ENOT optimization package¶
enot.optimize package contains optimizer definitions for three main neural architecture search stages.
To optimize a neural network architecture, you should do the following:
Train the search space (pretrain)
Search for the optimal architecture (search)
Tune obtained model (tune)
- build_optimizer(phase_name, model, optimizer, **options)¶
Builds and returns ENOT optimizer according to the given phase name.
- Parameters
phase_name ({"pretrain", "search", "train"}) – Name of the phase. Must be one of {“pretrain”, “search” or “train”}.
model (torch.nn.Module) – PyTorch model to optimize.
optimizer (torch.optim.Optimizer) – PyTorch optimizer to be replaced with the ENOT optimizer.
options – ENOT optimizer options.
- Returns
Suitable ENOT optimizer instance.
- Return type
BaseOptimizer
- Raises
ValueError – If got unknown phase name or unknown optimizer options.
TypeError – If model type is not suitable for the selected phase. Or, if optimizer instance is not a subclass of torch.optim.Optimizer.
Search space pre-training¶
Neural architecture search starts with the search space creation and its pretrain procedure for further selection of the best operations.
- class PretrainOptimizer(search_space, optimizer, check_recommended_optimizations=True, **options)¶
Pptimizer for pretrain phase.

*Material provided*.
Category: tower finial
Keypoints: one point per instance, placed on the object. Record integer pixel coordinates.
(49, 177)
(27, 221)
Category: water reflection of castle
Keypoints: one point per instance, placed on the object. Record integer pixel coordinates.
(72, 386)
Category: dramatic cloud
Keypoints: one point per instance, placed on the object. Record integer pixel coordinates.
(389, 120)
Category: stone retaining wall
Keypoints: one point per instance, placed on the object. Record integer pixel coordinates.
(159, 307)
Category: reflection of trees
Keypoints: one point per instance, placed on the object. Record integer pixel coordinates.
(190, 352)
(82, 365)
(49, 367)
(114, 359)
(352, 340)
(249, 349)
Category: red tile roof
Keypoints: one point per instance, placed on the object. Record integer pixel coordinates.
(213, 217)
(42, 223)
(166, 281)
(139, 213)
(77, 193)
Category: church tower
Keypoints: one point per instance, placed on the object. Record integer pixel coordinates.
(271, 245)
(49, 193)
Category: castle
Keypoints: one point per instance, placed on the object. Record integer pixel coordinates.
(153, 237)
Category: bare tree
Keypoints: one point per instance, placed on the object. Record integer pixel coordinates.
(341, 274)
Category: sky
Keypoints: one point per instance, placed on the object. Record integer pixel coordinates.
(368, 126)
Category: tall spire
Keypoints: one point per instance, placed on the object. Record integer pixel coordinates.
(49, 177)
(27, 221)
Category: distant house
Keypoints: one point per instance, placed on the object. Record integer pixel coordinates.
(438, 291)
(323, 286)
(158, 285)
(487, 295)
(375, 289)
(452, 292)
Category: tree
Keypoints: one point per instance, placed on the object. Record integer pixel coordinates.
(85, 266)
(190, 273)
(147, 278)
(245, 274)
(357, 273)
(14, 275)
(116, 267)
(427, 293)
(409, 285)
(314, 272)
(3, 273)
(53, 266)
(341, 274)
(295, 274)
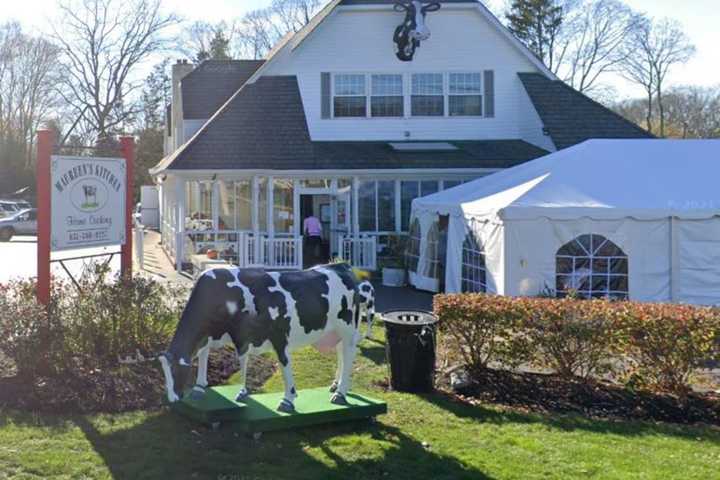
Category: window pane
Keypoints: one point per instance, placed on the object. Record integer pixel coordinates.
(366, 194)
(386, 206)
(283, 206)
(227, 205)
(465, 105)
(427, 84)
(465, 83)
(350, 106)
(408, 192)
(387, 107)
(349, 84)
(428, 187)
(386, 85)
(427, 106)
(244, 205)
(262, 204)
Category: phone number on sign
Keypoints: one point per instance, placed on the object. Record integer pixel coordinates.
(88, 236)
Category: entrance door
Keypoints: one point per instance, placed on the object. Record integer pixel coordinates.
(341, 217)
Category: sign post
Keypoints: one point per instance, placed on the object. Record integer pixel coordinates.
(127, 145)
(44, 151)
(83, 202)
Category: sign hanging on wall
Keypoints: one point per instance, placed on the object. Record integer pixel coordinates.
(88, 202)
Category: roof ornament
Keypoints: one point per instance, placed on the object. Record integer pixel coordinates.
(413, 30)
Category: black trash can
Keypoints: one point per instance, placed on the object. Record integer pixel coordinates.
(410, 350)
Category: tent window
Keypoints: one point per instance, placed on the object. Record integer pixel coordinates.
(474, 275)
(432, 252)
(412, 253)
(592, 266)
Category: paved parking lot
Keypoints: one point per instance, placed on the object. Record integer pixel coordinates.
(18, 259)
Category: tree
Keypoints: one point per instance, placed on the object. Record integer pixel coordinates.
(596, 34)
(537, 23)
(655, 48)
(103, 42)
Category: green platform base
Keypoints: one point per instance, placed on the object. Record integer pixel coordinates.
(259, 414)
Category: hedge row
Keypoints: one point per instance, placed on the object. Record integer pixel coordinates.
(644, 345)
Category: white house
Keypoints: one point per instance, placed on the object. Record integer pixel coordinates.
(336, 123)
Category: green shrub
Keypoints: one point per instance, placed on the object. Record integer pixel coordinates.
(478, 329)
(106, 318)
(663, 344)
(574, 338)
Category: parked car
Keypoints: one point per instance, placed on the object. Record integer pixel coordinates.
(8, 208)
(21, 223)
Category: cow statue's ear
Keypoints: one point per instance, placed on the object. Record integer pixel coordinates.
(431, 7)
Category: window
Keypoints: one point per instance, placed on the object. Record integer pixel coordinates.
(408, 192)
(465, 96)
(412, 252)
(283, 218)
(474, 275)
(386, 206)
(592, 266)
(377, 205)
(367, 206)
(350, 96)
(428, 98)
(387, 96)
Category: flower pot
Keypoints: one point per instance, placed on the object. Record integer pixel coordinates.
(393, 277)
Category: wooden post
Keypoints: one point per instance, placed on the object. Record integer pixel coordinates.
(45, 140)
(127, 145)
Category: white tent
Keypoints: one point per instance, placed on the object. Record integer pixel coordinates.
(625, 218)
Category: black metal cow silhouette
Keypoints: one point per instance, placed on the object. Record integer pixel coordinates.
(413, 30)
(90, 194)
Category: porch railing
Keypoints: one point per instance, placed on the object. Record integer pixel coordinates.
(361, 252)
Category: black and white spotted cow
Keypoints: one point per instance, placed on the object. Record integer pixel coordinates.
(367, 305)
(259, 311)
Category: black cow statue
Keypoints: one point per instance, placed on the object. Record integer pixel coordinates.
(413, 30)
(258, 311)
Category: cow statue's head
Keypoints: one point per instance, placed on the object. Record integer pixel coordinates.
(413, 30)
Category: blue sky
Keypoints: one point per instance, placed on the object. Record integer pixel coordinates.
(699, 17)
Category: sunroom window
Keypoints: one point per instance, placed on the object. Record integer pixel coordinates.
(592, 266)
(412, 252)
(350, 99)
(474, 275)
(465, 96)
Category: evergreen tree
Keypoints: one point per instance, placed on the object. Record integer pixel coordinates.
(537, 24)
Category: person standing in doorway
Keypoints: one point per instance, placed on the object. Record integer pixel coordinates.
(312, 228)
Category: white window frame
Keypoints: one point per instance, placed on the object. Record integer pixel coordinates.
(481, 94)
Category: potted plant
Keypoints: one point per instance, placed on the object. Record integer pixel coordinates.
(393, 263)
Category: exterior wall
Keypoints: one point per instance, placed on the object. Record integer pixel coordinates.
(360, 41)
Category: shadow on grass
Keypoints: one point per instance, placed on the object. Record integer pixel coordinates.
(167, 446)
(571, 421)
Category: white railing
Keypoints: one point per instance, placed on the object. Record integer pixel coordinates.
(361, 252)
(282, 253)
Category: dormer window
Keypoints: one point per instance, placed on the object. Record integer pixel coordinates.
(350, 97)
(465, 96)
(428, 99)
(387, 96)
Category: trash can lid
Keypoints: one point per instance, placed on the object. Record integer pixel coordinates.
(409, 317)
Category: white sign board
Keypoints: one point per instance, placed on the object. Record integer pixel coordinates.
(87, 202)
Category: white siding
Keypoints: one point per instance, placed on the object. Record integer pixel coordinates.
(462, 40)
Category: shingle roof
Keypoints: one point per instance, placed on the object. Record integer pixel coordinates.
(392, 2)
(263, 126)
(207, 88)
(570, 117)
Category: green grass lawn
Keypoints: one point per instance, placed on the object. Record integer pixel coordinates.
(421, 437)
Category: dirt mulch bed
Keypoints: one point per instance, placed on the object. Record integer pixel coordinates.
(121, 388)
(548, 393)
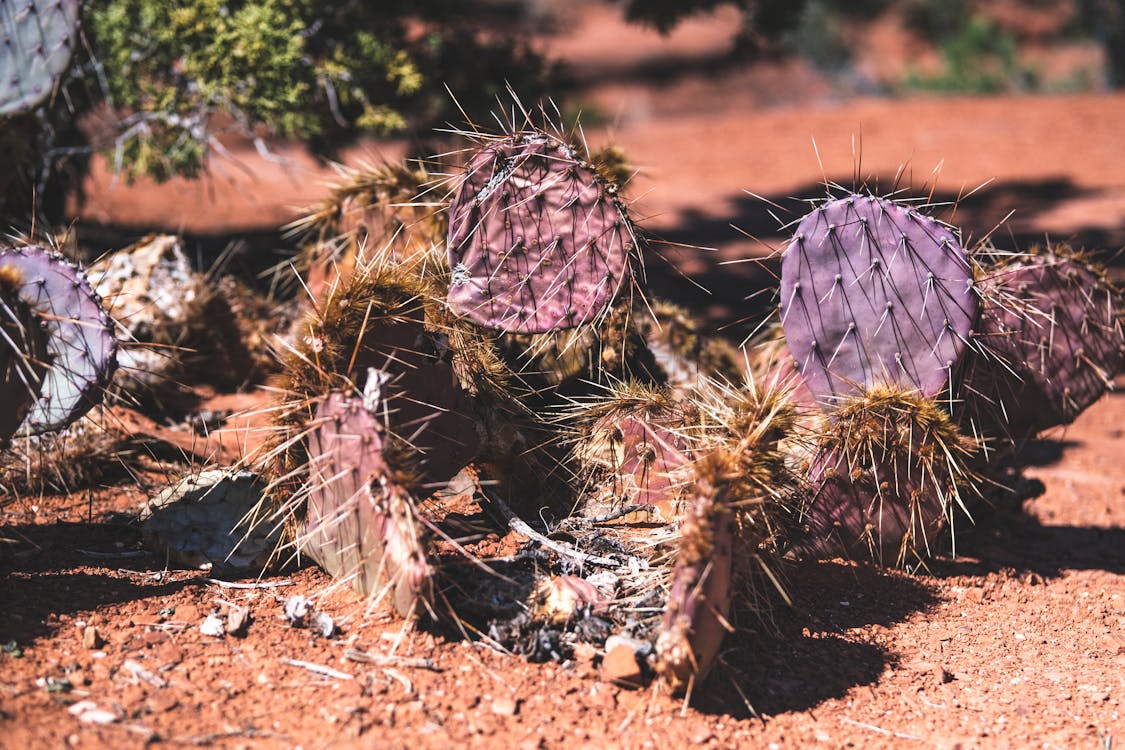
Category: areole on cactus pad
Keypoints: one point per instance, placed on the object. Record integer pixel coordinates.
(538, 241)
(874, 292)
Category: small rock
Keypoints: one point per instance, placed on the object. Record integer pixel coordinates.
(505, 706)
(91, 639)
(213, 625)
(237, 620)
(161, 701)
(620, 666)
(584, 652)
(296, 608)
(188, 613)
(703, 735)
(324, 625)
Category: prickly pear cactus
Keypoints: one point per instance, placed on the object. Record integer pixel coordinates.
(371, 211)
(1050, 343)
(23, 355)
(696, 615)
(874, 292)
(80, 344)
(37, 38)
(889, 475)
(637, 453)
(360, 525)
(538, 241)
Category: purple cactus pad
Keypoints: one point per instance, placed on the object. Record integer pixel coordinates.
(695, 617)
(874, 292)
(537, 241)
(80, 335)
(1051, 345)
(420, 399)
(360, 526)
(37, 39)
(879, 512)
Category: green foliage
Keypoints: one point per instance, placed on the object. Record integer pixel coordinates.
(316, 70)
(979, 59)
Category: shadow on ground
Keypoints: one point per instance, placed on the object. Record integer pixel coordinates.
(809, 659)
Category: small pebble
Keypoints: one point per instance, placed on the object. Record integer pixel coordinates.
(213, 625)
(505, 706)
(237, 621)
(91, 639)
(296, 608)
(620, 666)
(324, 625)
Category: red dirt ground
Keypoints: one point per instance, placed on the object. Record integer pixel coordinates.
(1016, 642)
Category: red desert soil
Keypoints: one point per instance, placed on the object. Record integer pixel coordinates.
(1017, 641)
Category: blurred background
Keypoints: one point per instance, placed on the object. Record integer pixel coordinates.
(218, 119)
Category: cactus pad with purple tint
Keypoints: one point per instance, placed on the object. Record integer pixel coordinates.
(37, 38)
(866, 512)
(537, 241)
(80, 335)
(700, 597)
(650, 461)
(874, 292)
(1052, 331)
(23, 354)
(420, 399)
(360, 526)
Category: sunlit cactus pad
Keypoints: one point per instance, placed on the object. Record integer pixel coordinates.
(537, 240)
(23, 353)
(204, 521)
(37, 38)
(887, 479)
(80, 345)
(874, 292)
(360, 524)
(1052, 323)
(696, 615)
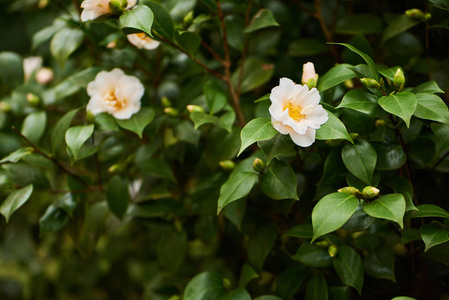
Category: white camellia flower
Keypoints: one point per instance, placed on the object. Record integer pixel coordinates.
(115, 93)
(95, 8)
(296, 111)
(141, 40)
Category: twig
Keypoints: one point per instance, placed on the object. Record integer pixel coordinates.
(53, 160)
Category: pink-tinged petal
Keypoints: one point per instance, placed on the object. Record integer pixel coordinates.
(303, 140)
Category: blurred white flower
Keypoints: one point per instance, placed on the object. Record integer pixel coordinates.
(309, 76)
(92, 9)
(115, 93)
(295, 111)
(141, 40)
(31, 65)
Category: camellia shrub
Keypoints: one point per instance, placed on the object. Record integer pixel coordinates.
(209, 150)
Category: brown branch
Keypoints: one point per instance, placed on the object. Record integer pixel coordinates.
(53, 160)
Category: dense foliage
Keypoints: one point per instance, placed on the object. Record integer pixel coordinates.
(158, 165)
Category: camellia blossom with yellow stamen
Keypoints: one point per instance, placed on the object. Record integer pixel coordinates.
(142, 40)
(115, 93)
(296, 111)
(93, 9)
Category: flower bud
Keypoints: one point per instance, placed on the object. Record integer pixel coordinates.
(332, 250)
(309, 77)
(227, 165)
(369, 192)
(194, 108)
(258, 165)
(44, 75)
(370, 83)
(33, 99)
(415, 14)
(349, 190)
(399, 80)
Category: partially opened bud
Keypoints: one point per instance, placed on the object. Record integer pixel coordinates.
(309, 77)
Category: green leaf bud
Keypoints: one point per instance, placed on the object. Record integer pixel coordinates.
(370, 83)
(332, 250)
(415, 14)
(227, 165)
(369, 192)
(258, 165)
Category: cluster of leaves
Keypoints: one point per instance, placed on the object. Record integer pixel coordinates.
(196, 195)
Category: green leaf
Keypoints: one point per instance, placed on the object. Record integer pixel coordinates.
(65, 42)
(360, 100)
(390, 207)
(307, 47)
(317, 288)
(258, 129)
(17, 155)
(278, 145)
(430, 87)
(163, 23)
(331, 212)
(262, 19)
(260, 244)
(256, 72)
(431, 107)
(365, 57)
(402, 104)
(333, 129)
(360, 159)
(237, 186)
(397, 26)
(279, 181)
(349, 267)
(11, 68)
(379, 263)
(117, 196)
(138, 19)
(428, 210)
(76, 136)
(138, 121)
(15, 200)
(335, 76)
(59, 130)
(189, 41)
(359, 24)
(432, 235)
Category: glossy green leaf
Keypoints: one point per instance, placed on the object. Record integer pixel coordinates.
(76, 136)
(331, 212)
(138, 19)
(433, 235)
(390, 207)
(237, 186)
(34, 125)
(360, 159)
(59, 130)
(335, 76)
(402, 104)
(379, 263)
(317, 288)
(279, 181)
(138, 121)
(65, 42)
(333, 129)
(431, 107)
(15, 200)
(360, 100)
(349, 267)
(258, 129)
(262, 19)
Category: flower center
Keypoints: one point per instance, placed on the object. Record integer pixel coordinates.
(294, 112)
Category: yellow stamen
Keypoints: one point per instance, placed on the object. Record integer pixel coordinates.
(294, 112)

*The tasks*.
**A)** Reproduce the ENOT optimization package documentation in full, word for word.
**B)** List every line in the records that contains the string "dirt", matching case exactly.

*Results for each task*.
**A)**
ENOT optimization package¶
enot.optimize package contains optimizer definitions for three main neural architecture search stages.
To optimize a neural network architecture, you should do the following:
Train the search space (pretrain)
Search for the optimal architecture (search)
Tune obtained model (tune)
- build_optimizer(phase_name, model, optimizer, **options)¶
Builds and returns ENOT optimizer according to the given phase name.
- Parameters
phase_name ({"pretrain", "search", "train"}) – Name of the phase. Must be one of {“pretrain”, “search” or “train”}.
model (torch.nn.Module) – PyTorch model to optimize.
optimizer (torch.optim.Optimizer) – PyTorch optimizer to be replaced with the ENOT optimizer.
options – ENOT optimizer options.
- Returns
Suitable ENOT optimizer instance.
- Return type
BaseOptimizer
- Raises
ValueError – If got unknown phase name or unknown optimizer options.
TypeError – If model type is not suitable for the selected phase. Or, if optimizer instance is not a subclass of torch.optim.Optimizer.
Search space pre-training¶
Neural architecture search starts with the search space creation and its pretrain procedure for further selection of the best operations.
- class PretrainOptimizer(search_space, optimizer, check_recommended_optimizations=True, **options)¶
Pptimizer for pretrain phase.

**B)**
Category: dirt mulch bed
Category: red dirt ground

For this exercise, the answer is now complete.